● **What is needed**:
A line below contains "column 83, row 47", and a later one contains "column 329, row 152". Repeat both, with every line between them, exactly.
Source material below:
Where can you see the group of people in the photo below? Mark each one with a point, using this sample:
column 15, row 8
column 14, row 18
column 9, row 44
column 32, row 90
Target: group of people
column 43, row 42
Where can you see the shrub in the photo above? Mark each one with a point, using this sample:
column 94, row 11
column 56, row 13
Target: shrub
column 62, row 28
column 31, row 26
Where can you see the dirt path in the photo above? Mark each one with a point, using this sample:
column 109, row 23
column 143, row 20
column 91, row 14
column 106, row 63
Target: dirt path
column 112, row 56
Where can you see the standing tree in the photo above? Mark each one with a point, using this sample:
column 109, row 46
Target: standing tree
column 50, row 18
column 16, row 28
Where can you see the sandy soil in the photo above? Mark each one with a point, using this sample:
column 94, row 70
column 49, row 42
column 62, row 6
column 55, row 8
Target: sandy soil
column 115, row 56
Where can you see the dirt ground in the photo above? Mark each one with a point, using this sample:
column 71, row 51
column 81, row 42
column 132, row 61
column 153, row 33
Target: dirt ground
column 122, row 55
End of Source material.
Source material below:
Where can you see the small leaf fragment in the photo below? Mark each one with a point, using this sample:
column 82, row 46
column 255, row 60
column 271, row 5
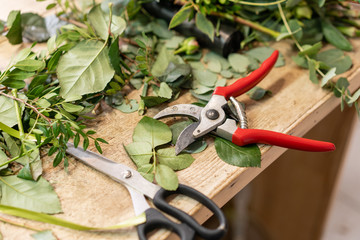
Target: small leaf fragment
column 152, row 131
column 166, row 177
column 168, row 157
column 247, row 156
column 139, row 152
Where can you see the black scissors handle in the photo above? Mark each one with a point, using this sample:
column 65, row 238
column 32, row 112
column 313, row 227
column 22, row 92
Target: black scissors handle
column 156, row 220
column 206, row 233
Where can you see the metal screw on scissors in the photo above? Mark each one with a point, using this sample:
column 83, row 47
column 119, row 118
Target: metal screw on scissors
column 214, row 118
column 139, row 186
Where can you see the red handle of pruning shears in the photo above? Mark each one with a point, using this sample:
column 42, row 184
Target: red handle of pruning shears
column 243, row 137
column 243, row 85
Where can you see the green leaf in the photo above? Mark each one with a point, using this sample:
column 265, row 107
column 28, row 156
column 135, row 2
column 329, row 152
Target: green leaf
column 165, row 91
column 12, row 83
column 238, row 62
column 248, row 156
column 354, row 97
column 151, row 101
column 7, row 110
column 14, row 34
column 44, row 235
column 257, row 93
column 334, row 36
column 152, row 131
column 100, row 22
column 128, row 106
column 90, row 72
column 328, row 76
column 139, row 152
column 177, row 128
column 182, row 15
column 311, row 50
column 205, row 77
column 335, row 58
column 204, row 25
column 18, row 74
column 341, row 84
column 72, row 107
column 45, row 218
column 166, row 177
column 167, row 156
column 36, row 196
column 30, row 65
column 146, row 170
End of Source material.
● **Answer area**:
column 83, row 47
column 119, row 118
Target: metal screw on scissors
column 214, row 118
column 139, row 186
Where can you see the red handle of pruning shears in the photo above? Mark each one with a point, using this sample:
column 42, row 184
Target: red handle of pruning shears
column 243, row 137
column 243, row 85
Where can you see the green leaf in the photo above? Mark each one with a point, using this sample:
column 265, row 107
column 28, row 156
column 135, row 2
column 329, row 152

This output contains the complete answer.